(Task details)
Answer these questions using the passage on intergenerational collaboration below.
(a) In how many states does A Home Within operate?
(b) How many hours a week do volunteers who direct a chapter dedicate to the organization?
(c) In Elizabeth Isele's example, what subject does the student in her twenties mentor her classmate on?

(Selected passage)

Therapist Toni Heineman was just a couple years shy of her 50th birthday when she decided to gather a group of experienced mental health professionals to figure out how to successfully match vulnerable foster children to licensed therapists who would counsel them, individually, pro-bono, and for as many months or years as needed.
The answer they came up with was to maximize intergenerational collaboration by engaging both older, experienced therapists and those just a couple of years out of graduate school. Today, A Home Within operates in 22 states, has 50 chapters across the United States, and helps thousands of foster children.
Volunteer therapists who sign up have access to consultation groups led by sought-after senior clinicians. Those who volunteer to direct a chapter – often young, eager professionals – dedicate four hours a week to the organization. In exchange, they are coached by experts in the field and provided professional development through a three-year fellowship.
In this way, young upstarts build their skills and networks. Coaches get the satisfaction of being mentors and strengthening the field. Foster children get stable, high-quality care.
On another front, Elizabeth Isele, a serial social entrepreneur long focused on empowering older adults, is launching a college course where old and young alike prepare together to start businesses or social ventures. Isele envisions a student in her twenties mentoring a classmate in her fifties on social media marketing. In turn, the elder student could share tips about crafting an effective pitch gleaned from past work experience.

Natural-language object grounding data:

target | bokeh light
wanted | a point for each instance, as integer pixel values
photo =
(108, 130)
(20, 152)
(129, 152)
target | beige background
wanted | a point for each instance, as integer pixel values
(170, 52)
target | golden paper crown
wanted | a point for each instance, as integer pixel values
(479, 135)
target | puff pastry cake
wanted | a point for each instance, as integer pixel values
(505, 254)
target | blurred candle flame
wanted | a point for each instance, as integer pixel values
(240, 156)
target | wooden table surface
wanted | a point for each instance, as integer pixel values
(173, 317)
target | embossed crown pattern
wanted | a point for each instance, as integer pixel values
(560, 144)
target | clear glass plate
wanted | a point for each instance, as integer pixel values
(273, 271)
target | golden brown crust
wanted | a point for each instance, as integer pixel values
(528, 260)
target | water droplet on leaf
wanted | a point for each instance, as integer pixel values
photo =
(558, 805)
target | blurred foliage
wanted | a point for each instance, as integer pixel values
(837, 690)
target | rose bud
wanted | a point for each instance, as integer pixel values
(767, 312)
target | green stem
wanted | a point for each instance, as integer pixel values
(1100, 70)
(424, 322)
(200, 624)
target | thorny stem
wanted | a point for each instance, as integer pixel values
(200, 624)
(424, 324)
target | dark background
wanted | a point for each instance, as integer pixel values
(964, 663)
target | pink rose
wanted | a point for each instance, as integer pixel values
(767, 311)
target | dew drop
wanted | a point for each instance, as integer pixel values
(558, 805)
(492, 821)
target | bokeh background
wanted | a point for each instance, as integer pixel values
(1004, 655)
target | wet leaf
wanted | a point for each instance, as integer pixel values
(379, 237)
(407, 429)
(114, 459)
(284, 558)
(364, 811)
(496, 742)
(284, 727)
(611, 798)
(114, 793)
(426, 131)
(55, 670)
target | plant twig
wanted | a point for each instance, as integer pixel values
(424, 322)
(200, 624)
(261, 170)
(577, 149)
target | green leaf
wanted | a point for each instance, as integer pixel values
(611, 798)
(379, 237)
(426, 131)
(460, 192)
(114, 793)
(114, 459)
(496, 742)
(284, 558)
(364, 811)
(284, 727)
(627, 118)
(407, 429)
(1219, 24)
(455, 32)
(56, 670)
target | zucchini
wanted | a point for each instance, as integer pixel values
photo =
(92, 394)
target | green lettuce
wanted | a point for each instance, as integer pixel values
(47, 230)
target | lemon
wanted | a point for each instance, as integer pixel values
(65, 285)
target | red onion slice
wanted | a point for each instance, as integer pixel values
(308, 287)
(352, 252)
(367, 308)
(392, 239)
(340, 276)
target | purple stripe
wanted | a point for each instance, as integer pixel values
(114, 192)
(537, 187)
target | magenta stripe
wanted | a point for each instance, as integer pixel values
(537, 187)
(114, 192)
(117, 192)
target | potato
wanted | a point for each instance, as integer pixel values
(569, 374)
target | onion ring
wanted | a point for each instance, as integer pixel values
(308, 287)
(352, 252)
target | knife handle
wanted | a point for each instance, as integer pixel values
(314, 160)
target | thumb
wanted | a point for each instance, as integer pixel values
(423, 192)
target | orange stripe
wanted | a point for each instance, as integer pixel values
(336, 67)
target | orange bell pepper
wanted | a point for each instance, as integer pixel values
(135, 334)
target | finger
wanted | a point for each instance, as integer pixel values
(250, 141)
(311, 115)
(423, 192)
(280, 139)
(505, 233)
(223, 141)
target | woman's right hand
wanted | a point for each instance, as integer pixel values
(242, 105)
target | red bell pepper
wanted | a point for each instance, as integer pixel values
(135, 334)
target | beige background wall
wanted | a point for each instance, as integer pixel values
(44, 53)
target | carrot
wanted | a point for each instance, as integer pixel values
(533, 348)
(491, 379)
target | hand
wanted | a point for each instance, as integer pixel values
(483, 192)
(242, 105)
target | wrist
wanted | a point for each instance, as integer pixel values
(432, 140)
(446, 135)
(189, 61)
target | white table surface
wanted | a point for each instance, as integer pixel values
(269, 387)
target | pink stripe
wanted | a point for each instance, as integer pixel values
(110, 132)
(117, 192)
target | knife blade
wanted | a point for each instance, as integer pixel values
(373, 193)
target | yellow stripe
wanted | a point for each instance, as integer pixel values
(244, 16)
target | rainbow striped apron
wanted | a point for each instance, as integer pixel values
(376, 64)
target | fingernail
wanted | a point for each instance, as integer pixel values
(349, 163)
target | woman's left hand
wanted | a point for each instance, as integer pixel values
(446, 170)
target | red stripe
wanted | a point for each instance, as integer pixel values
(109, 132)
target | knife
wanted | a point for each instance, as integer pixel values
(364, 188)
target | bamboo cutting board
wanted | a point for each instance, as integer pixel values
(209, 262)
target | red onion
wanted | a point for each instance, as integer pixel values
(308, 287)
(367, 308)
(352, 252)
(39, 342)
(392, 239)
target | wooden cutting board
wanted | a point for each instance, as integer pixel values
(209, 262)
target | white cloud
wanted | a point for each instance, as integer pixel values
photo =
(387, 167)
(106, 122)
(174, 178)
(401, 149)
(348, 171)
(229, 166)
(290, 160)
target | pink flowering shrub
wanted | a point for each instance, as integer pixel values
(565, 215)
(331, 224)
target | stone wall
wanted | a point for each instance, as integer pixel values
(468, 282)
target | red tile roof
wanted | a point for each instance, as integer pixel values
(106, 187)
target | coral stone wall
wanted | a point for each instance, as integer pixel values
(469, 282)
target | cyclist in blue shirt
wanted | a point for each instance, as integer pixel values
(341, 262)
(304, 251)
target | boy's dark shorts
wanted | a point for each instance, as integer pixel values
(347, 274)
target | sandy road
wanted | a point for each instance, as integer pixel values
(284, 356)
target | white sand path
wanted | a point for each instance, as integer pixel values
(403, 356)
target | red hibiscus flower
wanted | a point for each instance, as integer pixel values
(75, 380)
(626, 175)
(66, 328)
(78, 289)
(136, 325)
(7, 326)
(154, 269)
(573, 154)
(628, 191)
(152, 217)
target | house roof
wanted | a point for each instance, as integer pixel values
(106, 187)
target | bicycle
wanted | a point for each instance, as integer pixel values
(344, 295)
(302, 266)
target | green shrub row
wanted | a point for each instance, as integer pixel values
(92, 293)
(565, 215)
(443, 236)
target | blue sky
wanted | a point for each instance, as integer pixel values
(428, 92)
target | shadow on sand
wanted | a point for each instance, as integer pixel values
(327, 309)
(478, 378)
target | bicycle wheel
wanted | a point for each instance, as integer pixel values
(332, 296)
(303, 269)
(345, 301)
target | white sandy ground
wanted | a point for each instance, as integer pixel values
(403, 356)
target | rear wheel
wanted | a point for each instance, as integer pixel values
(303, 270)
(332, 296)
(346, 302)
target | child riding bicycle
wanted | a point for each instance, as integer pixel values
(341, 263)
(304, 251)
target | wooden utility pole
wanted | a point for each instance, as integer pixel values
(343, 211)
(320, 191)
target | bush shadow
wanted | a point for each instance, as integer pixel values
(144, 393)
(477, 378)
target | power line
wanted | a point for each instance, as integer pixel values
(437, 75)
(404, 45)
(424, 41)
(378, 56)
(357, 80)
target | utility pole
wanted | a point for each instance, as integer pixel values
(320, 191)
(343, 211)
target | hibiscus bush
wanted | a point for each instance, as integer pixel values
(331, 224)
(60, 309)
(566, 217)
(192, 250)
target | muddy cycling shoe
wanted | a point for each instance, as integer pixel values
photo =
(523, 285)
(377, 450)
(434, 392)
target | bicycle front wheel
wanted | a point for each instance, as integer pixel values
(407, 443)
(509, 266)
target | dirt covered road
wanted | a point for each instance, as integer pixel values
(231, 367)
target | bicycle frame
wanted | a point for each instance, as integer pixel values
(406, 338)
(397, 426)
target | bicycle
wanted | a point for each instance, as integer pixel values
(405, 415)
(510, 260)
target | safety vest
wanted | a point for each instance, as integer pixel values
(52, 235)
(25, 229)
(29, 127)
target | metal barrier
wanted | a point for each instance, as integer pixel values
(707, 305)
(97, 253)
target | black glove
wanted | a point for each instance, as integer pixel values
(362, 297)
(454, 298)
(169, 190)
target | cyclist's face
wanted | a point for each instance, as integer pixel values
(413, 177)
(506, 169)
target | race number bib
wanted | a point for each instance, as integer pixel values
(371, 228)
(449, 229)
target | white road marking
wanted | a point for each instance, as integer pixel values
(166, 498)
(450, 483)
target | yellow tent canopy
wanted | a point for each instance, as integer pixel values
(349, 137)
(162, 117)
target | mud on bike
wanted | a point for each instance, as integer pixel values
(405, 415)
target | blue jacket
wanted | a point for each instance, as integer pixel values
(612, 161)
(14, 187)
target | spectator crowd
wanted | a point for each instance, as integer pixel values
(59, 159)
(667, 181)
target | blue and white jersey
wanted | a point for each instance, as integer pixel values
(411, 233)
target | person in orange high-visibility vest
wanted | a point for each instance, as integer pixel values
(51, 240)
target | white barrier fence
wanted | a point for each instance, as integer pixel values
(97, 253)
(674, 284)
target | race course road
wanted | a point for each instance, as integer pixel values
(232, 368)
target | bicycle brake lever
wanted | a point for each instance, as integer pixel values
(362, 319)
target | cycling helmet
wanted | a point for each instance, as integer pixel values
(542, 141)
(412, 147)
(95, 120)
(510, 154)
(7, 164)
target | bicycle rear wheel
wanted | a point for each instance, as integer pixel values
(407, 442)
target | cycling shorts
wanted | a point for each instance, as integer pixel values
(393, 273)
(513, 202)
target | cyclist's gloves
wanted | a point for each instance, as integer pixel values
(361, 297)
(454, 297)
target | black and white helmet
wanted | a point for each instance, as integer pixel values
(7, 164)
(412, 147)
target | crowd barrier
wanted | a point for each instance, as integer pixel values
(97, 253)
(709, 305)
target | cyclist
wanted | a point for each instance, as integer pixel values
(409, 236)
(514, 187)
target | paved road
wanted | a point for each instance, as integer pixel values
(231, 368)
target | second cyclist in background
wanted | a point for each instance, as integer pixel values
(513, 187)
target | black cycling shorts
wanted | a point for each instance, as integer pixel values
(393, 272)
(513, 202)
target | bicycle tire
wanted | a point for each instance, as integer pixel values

(Solution to this problem)
(a) 22 states
(b) Four hours
(c) Social media marketing